• [TASK GOAL]: Copy every line of the records below in full. Add 71 to each coordinate number in the answers and leave all other lines unchanged.

• [DATA ENTRIES]:
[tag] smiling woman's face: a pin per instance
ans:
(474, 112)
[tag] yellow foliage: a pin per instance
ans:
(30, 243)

• [COMPLETE ANSWER]:
[tag] smiling woman's face: a pin per instance
ans:
(545, 183)
[tag] yellow foliage: a pin per instance
ans:
(101, 314)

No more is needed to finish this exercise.